** START OF Extract **

Saturday, December 27, 2014

Speed Limit: Slow down!!!

“Wikipedia is like porn – everyone uses it but no one talks about it.”  One of my teachers referenced this quote in class as a worthwhile starter for a paper.  I can’t really find any source for it on the internet, nor do I know its origin.  Yet, even though this doesn't have much to do with what I want to go into, I did grab your attention, didn't I?

As we approach yet another end to a calendar year, I find myself once more being reflective – something I tend to do around my birthday, as well.  What’s new? What’s been continuing?  Have I moved forward in my life?  Do I have a new set of goals? Have I met previously set goals?  Am I conscious of my actions?  We all ask ourselves various questions, some more specific and personal than others, but these are a few examples of general thought-provoking ideas to be mindful of regarding the inevitable passing of time.

Society has gone through some changes in the past number of years.  The mnemonic “My Very Energetic Mother Just Showed Us Nine Planets” is relevant no more.  We no longer have to ponder how Osama Bin Laden gets such good reception from deep within caves while ordinary people have dropped phone calls while walking through Manhattan (although the latter part of that sentence still remains a mystery). People have the ability to send casual pictures to their friends with a ten-second window for viewing which of course has drastically increased the number of nudie pics circulating the airwaves - not on 18+ sites.  Basically, technology (and apparently our solar system) is evolving and its exponential growth is having very real and important influences on our society and the individual.

Its not difficult to point out the positive changes that technology has provided.  For example, as someone who lives in a different country from the one in which I grew up the ability to relatively easily stay in touch and communicate with family and friends all over the world is a big plus.  And of course we can focus on some of the negatives, too.  Kids play with virtual friends online and through computer games instead of actually going outside and meeting real-life people (some connect this to the the ADHD epidem…. I’m sorry, I lost my focus there for a minute - where was I?).  

But these are all obvious correlations.  What about some of the other implications and repercussions?  What is the butterfly effect of this growing technologically-based lifestyle?

The other day I was sitting in a class that deals with the our sociological relationship to cell phones and how we stay connected.  I really do love this class and find it super fascinating! (The teacher of this class wrote his doctoral paper based on research that he did where he had a group of 75 high school student participants give up their cell phone for a week and keep a diary of what it was like…. can you imagine!?).  But it’s my last class of the day - a day that goes from 9:30am - 8pm… you can’t blame me for letting my mind wander a little here and there, despite the carrot sticks that I bring each time to nosh on to help me keep focus to the best of my ability.  Mixed in with the information that I was receiving from the lecture were some unrelated thoughts swimming around my head.  In my attempt to buddy up for life and look for a partner, I had been chatting with this guy for a couple of weeks, hanging out, getting to know him.  We kept a pretty steady flow of conversation, speaking just about everyday (yup - I checked - we spoke daily from the evening we exchanged phone numbers).  And at that very moment my eye kept “casually” looking down at my phone to see if the blue LED light would start to flash to likely indicate that he has responded to my last WhatsApp message… which I had only sent just a few minutes prior.  WHY HASN’T HE ANSWERED ME YET?!?!? I sent the text a whole 10 minutes ago… does he hate me? Of course, I’m female and I can get a little ahead of myself and sometimes I can’t help those types of thoughts.  (We’ve all been there, right ladies?).  My practical self told my over-thinking-things self to quiet down and focus on the lecture at hand.

** END OF Extract **
** START OF Recorded data **

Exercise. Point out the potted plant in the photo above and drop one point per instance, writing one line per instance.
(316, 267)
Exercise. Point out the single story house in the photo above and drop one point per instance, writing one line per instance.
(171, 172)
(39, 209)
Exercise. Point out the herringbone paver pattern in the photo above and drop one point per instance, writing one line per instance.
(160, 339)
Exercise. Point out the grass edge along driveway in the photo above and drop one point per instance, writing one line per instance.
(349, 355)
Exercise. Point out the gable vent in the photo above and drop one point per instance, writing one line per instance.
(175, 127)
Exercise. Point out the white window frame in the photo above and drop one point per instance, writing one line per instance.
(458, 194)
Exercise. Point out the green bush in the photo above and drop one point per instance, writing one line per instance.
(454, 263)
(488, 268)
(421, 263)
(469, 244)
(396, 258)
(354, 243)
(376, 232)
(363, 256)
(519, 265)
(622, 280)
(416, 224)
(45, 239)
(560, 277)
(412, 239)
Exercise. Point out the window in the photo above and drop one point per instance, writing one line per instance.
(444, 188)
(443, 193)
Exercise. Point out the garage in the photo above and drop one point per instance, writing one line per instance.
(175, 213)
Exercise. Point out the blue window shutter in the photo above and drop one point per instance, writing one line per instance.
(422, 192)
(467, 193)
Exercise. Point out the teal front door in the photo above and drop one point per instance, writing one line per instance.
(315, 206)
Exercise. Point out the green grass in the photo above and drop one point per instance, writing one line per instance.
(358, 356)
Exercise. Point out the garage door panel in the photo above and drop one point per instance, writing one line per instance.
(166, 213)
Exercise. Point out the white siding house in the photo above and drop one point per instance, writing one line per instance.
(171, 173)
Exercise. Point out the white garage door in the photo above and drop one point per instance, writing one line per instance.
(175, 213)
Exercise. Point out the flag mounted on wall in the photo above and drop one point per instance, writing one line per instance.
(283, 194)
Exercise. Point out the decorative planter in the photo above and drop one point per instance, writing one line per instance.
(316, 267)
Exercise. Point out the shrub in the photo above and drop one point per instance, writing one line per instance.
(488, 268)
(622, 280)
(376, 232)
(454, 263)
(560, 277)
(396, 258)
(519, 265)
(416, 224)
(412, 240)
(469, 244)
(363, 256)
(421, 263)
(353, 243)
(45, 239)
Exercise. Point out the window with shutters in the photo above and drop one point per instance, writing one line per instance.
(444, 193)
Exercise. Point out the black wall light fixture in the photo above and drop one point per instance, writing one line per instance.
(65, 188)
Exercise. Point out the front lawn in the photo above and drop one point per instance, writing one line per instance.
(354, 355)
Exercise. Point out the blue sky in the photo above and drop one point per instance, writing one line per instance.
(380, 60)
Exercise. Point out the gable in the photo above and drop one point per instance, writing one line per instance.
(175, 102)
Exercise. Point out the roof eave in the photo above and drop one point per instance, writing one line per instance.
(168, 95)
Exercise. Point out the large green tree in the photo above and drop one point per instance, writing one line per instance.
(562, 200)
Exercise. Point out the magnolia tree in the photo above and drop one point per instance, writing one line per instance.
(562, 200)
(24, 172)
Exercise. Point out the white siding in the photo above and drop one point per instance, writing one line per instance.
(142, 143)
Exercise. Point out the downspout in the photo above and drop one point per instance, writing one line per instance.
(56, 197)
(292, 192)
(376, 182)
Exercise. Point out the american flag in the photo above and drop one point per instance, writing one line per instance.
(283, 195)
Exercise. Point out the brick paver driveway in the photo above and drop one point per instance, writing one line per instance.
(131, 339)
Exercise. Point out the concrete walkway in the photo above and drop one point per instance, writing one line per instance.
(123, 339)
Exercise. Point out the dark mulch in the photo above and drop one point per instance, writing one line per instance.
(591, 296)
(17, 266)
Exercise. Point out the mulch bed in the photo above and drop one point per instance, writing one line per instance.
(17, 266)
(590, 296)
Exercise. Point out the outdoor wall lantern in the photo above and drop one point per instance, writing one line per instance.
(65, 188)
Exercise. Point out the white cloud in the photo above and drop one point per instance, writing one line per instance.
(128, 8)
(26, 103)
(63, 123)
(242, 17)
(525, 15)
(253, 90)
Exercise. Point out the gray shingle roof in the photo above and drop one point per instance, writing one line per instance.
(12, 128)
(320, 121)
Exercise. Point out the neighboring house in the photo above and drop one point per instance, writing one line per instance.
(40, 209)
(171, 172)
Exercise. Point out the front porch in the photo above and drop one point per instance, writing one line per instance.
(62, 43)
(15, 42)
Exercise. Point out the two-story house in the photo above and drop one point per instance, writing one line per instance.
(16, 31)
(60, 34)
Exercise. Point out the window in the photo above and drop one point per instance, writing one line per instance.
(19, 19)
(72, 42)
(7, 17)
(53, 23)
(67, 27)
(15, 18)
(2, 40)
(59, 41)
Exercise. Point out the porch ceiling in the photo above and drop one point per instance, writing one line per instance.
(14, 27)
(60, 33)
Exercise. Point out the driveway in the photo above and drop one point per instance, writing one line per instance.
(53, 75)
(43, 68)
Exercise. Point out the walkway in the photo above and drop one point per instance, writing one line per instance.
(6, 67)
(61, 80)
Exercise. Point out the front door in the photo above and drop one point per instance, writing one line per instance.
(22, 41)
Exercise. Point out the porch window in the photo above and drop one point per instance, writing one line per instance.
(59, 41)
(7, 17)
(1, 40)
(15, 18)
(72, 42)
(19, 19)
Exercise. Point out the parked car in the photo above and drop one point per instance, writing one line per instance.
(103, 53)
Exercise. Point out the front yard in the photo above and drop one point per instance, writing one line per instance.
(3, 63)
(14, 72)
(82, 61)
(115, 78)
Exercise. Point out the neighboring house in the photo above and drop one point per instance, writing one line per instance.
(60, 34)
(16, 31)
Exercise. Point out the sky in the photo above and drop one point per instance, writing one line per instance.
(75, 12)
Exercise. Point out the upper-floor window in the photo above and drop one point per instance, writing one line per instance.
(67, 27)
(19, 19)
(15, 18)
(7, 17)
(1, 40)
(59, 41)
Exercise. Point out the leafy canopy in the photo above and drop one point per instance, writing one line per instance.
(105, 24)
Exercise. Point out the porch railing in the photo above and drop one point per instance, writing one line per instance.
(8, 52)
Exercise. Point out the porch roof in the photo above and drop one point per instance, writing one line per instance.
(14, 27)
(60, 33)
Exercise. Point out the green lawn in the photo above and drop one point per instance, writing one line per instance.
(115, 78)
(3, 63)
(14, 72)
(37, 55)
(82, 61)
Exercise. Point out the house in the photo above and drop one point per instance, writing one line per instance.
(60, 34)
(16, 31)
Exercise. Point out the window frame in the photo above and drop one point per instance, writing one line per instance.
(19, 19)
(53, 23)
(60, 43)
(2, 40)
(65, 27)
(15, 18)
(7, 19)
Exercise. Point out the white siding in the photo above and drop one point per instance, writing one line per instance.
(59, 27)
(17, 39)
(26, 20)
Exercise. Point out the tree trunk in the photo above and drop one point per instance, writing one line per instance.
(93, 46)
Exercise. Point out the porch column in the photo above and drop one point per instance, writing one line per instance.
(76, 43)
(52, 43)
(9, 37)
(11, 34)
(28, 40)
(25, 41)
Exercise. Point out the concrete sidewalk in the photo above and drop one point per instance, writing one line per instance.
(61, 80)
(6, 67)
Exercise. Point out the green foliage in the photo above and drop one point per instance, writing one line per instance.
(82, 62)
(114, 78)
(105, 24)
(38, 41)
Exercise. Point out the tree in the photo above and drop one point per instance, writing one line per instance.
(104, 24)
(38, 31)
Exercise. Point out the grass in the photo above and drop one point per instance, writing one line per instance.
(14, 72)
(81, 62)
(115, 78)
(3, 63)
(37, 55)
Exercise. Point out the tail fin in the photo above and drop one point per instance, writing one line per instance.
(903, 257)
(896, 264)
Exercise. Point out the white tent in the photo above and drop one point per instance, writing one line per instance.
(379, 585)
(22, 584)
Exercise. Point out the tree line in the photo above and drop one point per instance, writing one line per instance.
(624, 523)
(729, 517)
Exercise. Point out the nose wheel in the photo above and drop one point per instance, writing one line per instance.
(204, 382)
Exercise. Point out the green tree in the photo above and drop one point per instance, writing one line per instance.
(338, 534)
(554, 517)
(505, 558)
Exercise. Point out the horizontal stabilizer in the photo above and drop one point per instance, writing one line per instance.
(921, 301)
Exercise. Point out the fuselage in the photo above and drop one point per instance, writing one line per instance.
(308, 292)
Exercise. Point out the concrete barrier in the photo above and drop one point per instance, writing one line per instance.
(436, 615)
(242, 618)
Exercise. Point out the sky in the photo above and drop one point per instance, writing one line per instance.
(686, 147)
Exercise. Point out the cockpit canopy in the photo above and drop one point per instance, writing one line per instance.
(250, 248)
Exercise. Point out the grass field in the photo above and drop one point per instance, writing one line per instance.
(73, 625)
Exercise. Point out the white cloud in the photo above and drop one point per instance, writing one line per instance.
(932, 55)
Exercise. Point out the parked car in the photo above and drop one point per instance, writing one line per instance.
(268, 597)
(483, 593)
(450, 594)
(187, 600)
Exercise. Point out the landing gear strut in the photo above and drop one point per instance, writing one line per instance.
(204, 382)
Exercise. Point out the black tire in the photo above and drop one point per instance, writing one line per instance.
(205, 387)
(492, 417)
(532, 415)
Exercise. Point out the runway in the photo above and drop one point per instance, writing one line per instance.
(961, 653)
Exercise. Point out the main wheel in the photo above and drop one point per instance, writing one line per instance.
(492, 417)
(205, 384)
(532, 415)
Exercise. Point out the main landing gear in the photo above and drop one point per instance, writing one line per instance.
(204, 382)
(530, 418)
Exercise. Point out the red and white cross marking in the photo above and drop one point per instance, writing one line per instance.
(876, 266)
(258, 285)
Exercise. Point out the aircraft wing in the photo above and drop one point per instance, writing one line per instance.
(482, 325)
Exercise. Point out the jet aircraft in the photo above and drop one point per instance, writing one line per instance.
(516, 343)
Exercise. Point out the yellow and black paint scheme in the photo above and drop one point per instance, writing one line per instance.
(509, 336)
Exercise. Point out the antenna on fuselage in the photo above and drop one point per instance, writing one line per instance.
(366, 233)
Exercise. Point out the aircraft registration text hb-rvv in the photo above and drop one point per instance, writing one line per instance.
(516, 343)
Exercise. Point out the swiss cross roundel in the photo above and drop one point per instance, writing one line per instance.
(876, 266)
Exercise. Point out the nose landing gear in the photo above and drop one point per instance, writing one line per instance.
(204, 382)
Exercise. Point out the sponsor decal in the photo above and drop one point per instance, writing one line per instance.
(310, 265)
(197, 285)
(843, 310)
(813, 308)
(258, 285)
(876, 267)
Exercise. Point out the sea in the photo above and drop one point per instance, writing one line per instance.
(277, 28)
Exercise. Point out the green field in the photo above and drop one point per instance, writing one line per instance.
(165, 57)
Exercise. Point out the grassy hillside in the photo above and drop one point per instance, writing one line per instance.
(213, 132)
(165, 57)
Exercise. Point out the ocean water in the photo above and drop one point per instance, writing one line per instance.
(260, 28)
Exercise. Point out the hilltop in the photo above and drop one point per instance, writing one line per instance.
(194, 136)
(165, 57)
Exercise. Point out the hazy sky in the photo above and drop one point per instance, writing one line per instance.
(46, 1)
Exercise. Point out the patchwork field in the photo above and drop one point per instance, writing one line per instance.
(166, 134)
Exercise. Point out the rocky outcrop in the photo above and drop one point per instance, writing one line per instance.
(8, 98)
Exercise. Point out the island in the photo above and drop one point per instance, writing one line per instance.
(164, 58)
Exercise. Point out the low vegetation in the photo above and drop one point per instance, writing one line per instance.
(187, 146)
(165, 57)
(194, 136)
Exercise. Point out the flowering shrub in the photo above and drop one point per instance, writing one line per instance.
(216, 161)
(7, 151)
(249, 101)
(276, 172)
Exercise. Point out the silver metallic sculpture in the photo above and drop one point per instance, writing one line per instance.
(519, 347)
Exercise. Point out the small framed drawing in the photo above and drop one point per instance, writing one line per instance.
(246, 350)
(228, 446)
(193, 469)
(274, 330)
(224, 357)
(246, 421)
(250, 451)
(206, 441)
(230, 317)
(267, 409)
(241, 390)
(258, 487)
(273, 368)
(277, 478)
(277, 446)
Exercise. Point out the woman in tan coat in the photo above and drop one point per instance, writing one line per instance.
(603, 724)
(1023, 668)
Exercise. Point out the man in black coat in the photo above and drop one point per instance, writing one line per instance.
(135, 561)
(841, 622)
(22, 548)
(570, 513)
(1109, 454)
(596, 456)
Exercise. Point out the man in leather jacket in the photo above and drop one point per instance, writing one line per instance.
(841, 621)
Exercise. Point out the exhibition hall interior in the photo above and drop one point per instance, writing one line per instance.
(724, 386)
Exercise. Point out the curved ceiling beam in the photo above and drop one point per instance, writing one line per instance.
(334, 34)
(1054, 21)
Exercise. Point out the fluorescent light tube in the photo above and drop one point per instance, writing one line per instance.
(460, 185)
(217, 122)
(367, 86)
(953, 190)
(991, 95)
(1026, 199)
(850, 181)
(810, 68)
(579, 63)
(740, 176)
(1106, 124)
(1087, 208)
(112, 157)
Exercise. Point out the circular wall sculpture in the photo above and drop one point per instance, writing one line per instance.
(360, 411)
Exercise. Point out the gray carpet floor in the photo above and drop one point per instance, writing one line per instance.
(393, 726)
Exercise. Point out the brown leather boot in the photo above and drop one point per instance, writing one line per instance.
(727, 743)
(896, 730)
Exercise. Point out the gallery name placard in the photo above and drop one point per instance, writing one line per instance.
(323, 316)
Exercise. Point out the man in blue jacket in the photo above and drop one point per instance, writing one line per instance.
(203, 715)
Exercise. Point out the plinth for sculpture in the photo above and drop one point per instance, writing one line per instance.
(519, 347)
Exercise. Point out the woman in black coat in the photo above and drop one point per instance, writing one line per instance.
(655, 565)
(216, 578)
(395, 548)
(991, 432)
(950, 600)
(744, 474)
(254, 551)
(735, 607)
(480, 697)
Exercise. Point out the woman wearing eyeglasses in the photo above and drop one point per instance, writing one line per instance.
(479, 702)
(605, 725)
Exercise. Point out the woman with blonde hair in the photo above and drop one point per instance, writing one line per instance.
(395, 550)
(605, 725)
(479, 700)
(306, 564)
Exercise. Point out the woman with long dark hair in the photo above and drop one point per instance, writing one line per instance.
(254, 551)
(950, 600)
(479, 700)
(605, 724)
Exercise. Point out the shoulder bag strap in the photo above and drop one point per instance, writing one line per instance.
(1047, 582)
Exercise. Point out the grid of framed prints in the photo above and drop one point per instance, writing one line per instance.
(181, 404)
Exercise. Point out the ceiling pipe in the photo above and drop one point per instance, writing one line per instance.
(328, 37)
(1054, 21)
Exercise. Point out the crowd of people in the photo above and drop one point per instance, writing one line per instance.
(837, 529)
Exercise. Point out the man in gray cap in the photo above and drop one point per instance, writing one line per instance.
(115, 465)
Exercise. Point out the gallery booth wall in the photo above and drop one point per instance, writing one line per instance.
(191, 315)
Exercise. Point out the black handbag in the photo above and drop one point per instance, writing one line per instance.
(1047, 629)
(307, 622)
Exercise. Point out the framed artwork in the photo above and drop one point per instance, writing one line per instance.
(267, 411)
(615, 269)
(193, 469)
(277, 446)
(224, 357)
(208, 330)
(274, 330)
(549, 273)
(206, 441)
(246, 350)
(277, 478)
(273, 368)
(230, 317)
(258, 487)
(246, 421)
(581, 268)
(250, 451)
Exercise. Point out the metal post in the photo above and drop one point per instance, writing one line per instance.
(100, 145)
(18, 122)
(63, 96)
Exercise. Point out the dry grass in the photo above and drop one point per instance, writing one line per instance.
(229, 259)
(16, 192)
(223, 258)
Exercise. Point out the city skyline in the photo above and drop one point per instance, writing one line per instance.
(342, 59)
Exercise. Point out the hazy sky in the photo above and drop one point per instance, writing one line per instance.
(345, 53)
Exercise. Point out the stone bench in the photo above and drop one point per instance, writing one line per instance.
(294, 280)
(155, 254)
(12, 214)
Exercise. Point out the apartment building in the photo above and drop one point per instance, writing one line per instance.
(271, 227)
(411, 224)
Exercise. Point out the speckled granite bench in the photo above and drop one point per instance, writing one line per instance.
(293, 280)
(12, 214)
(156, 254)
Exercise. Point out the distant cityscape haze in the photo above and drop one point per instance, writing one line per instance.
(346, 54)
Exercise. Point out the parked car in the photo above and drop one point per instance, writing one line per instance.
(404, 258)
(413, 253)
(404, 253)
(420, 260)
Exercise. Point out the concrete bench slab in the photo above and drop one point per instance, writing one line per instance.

** END OF Recorded data **

# Task statement
Copy out, word for word, everything in the "Speed Limit" post above from "Saturday, December 27, 2014" down to "attention, didn't I?".

# Response to this exercise
Saturday, December 27, 2014

Speed Limit: Slow down!!!

“Wikipedia is like porn – everyone uses it but no one talks about it.”  One of my teachers referenced this quote in class as a worthwhile starter for a paper.  I can’t really find any source for it on the internet, nor do I know its origin.  Yet, even though this doesn't have much to do with what I want to go into, I did grab your attention, didn't I?